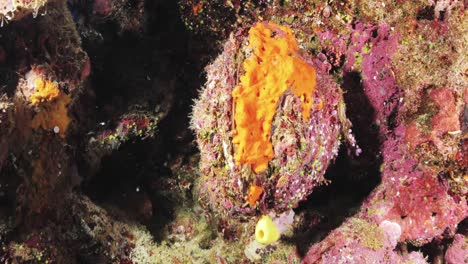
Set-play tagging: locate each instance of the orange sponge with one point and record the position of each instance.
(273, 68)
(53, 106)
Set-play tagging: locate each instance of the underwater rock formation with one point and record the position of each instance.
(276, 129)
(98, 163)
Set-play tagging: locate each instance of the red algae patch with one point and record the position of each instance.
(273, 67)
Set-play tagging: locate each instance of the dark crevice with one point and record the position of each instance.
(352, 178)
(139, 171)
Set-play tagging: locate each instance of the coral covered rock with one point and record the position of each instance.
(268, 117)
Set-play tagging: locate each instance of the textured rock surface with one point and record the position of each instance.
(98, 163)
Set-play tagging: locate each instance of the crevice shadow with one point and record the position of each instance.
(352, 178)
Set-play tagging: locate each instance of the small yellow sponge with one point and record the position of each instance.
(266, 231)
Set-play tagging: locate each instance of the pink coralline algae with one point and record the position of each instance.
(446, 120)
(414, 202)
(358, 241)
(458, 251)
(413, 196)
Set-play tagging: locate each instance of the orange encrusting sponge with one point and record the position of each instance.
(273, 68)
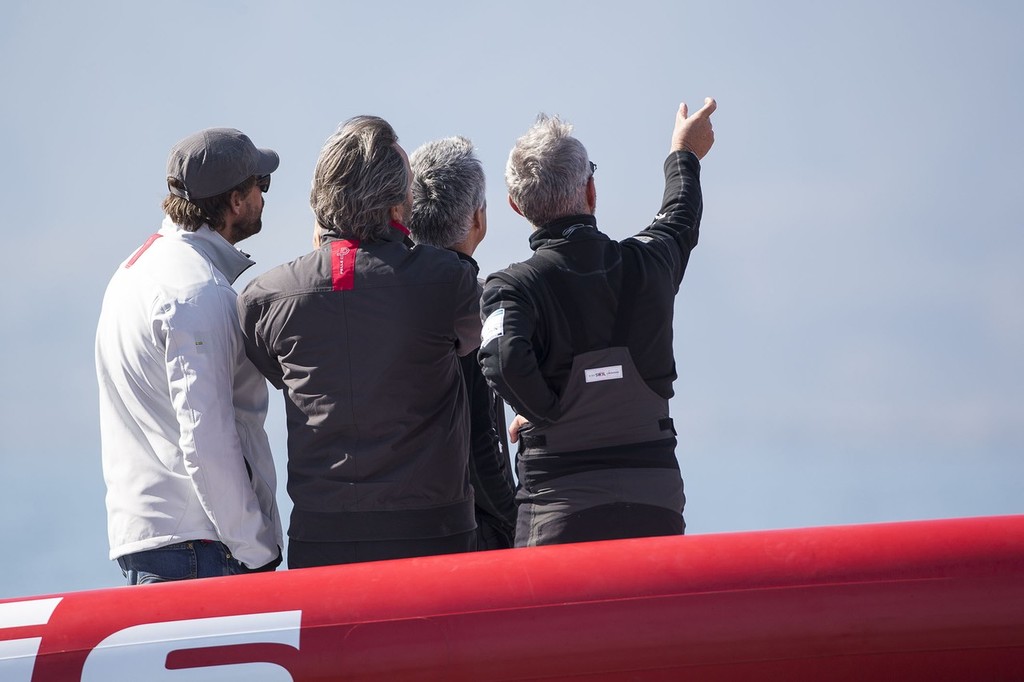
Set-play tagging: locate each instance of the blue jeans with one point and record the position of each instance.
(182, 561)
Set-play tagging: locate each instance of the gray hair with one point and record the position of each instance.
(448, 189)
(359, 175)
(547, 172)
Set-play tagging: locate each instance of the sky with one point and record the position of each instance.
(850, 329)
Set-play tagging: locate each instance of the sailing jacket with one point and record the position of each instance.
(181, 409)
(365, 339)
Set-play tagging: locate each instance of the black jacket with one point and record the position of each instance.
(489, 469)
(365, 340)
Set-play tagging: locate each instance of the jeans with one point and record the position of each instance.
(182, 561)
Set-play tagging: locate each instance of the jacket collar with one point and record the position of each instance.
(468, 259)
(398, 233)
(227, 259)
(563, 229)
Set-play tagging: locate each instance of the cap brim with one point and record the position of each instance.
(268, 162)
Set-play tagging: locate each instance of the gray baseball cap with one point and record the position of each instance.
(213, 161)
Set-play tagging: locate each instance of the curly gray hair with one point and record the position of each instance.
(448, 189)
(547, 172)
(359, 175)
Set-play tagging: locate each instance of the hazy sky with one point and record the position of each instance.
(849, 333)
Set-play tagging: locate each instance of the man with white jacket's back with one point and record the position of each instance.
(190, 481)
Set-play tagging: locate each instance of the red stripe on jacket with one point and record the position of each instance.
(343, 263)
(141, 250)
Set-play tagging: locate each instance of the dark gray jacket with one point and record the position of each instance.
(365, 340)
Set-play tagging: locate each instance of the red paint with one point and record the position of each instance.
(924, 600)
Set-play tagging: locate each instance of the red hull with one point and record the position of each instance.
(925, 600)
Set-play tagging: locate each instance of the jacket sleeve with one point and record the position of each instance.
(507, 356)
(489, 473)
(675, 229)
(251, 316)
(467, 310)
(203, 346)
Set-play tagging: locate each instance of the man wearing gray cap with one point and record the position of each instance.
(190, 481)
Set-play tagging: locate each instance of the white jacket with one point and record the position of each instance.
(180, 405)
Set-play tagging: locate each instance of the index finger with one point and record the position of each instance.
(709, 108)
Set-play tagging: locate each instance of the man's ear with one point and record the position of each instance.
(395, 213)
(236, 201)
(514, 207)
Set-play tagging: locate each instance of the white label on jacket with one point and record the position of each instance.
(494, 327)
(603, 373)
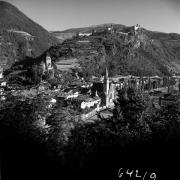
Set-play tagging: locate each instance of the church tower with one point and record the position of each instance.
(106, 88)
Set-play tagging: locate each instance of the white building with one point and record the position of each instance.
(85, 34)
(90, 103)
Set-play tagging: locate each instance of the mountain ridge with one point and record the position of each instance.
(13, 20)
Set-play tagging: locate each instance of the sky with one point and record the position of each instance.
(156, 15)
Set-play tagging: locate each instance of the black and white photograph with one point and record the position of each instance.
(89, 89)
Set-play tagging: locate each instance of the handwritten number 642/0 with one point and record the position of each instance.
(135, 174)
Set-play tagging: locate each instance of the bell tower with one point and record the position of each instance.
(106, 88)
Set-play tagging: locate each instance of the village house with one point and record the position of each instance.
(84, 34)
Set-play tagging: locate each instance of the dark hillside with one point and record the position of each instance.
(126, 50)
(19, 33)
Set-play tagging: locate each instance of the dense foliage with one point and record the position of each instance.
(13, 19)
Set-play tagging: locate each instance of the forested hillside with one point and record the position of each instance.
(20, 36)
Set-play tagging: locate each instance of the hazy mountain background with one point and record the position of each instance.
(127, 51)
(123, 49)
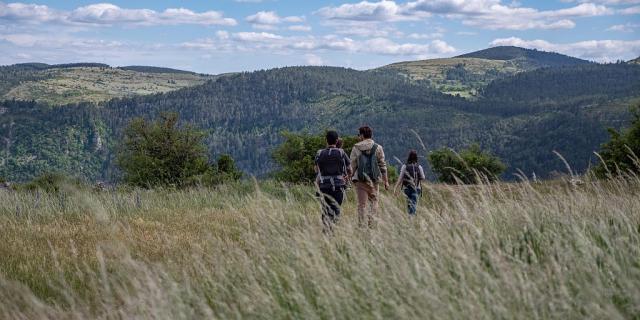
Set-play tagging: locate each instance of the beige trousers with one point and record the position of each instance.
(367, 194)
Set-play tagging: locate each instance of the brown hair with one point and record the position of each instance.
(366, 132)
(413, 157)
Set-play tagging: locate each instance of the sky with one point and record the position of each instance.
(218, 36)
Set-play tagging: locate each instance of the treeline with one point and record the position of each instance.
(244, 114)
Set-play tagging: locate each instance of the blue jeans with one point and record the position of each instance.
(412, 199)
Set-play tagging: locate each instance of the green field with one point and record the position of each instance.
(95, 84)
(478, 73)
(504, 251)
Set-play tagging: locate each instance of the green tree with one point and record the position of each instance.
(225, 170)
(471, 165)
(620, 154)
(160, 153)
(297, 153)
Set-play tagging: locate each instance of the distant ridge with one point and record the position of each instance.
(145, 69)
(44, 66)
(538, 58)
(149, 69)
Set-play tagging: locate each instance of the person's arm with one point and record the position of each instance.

Task brief: Copy out all of the data word for word. Do not carry over any picture.

Complete response:
Set-play tagging: locate each instance of the orange sponge with one point and record the position of each instance.
(273, 68)
(53, 106)
Set-play tagging: locate each instance of the underwater rock formation with one point and record the position of each instance.
(276, 129)
(98, 163)
Set-play tagging: locate each instance of the red algae patch with one point and record the position of each instance.
(273, 67)
Set-play tagging: locate each instance of the dark crevice with one point and record the position of each instance.
(352, 178)
(139, 171)
Set-play tagging: locate each instance of the coral covered rock with one point and record the position of each instance.
(268, 117)
Set-play tagging: locate each instance of the textured rock surface with one point and record the position of each instance.
(98, 163)
Set-play tagging: locate each instance of the crevice shadow with one point and record the position of each instance.
(352, 178)
Set-play tagging: locate each instance of the small yellow sponge with one point and record the position of each instance.
(266, 231)
Set-play tagging: locate each instance of the pink coralline algae with one point and record the position of each instance.
(446, 120)
(414, 202)
(358, 241)
(458, 251)
(413, 196)
Set-play tagging: locate each instance of the orange encrusting sponge with one point and record the position of each instance.
(273, 68)
Set-play tagging: locate each instance of the blue jeans with one point and record the position of each instance.
(182, 561)
Set-play tagging: locate each instance of the gray hair with one point and record the position of each instance.
(448, 189)
(359, 175)
(547, 172)
Set-play tagging: locate each instance of the sky with one point and record the position of each instance.
(850, 329)
Set-play tagging: locate each instance of the sailing jacket with one point and record the position of each instance.
(181, 409)
(365, 339)
Set-play tagging: locate each instance of the black jacket with one point and record the position of each instance.
(489, 469)
(365, 340)
Set-play tagging: locate each instance of the jeans with one point and record the position of each instance.
(182, 561)
Set-play tagging: locate each instance of the jacket collar with one point and record the position of each instance.
(468, 259)
(398, 233)
(227, 259)
(563, 229)
Set-play tagging: locate each instance of the cap brim with one point and record the position of each instance.
(268, 162)
Set-play tagging: locate each instance of the gray baseball cap with one point and record the position of each instance.
(213, 161)
Set-play tagging: locate each instance of the curly gray hair with one point and record the position of each instance.
(448, 189)
(547, 172)
(359, 175)
Set-play tagging: locate each instance of the hazy sky with one point and record the position of each instance.
(849, 333)
Set-play tagging: locate each instance of the man with white jacket's back with one point and record the position of each instance.
(190, 481)
Set-play tagging: locate each instance of the red stripe on jacket with one point and record the position of each instance.
(343, 263)
(141, 250)
Set-play tagging: locate each instance of the dark gray jacket with one point and record the position of each instance.
(365, 340)
Set-play tagging: locate each instance of the red paint with one point and record the position of each instance.
(924, 600)
Set-play tagging: locate each instance of the red hull with one point and record the position of each instance.
(925, 600)
Set-play tagging: locate each instance of the jacket sleeve with one point and record the position of each instance.
(507, 356)
(489, 473)
(675, 229)
(251, 316)
(467, 310)
(203, 346)
Set-play tagging: locate each instance of the man wearing gray cap with one point and record the position of each instance.
(190, 481)
Set-play tagging: locate each instance of the white jacket with one point and record the position of each instance.
(180, 405)
Set-play tagging: locate each instance of the index finger with one point and record the position of each instance.
(709, 108)
Set-play tagging: locate each instance of the man's ear with one point and record the position of each instance.
(395, 213)
(236, 201)
(514, 207)
Set-play tagging: locate each instance of the white label on jacket with one point and record the position of each instance.
(494, 327)
(603, 373)
Set-play tagging: locate each instance of the church tower with one point and record the position of each instance.
(106, 88)
Set-play tagging: locate each instance of the white building with one point and record the position of each instance.
(85, 34)
(90, 103)
Set-play tagging: locate each instance of the mountain ridge with one point and record the position of each instance.
(13, 20)
Set-play tagging: locate each instance of the sky with one point and record the position of each instance.
(156, 15)
Set-play tagging: locate each instance of the black and white photograph with one point and record the position of each instance.
(89, 89)
Set-play tagging: locate each instance of the handwritten number 642/0 with one point and record the position of each instance.
(135, 174)
Set-play tagging: locate each instance of the bell tower with one point and record the position of each instance.
(106, 88)
Set-play tagging: locate each instance of the village house with one point and record the position of each instance.
(84, 34)
Set-play tagging: locate each instance of the dark hillside with one point and record the position of each instance.
(126, 50)
(19, 33)
Set-play tagging: locate each instance of the dense foliage with one point and record the position of each instance.
(13, 19)
Set-play tagging: locate each instance of the forested hillside with one point and record the position of each instance.
(20, 36)
Set-play tagging: locate each instance of the hazy mountain background with one point and record the position of each instance.
(127, 51)
(123, 49)
Set-play tagging: locate each instance of the beige trousers with one point and record the position of each instance.
(367, 194)
Set-play tagging: locate each instance of the brown hair with one point and record the position of each instance.
(366, 132)
(413, 157)
Set-play tagging: locate each instance of the sky with one point and record the position of each instance.
(218, 36)
Set-play tagging: locate each instance of the treeline with one point and record the position of each instance.
(244, 114)
Set-play tagging: locate each instance of the blue jeans with one point and record the position of each instance.
(412, 199)
Set-play tagging: locate each instance of the green field with one point and record the position of each instance.
(95, 84)
(478, 73)
(504, 251)
Set-play tagging: locate each instance of the green tree with one point and record the position of each instance.
(225, 170)
(471, 165)
(620, 154)
(160, 153)
(297, 153)
Set-play tagging: locate each instance of the distant ridge with one point and record the position of each instance.
(145, 69)
(44, 66)
(538, 58)
(149, 69)
Set-play tagging: locate each instance of the person's arm with one point and record the position of each instance.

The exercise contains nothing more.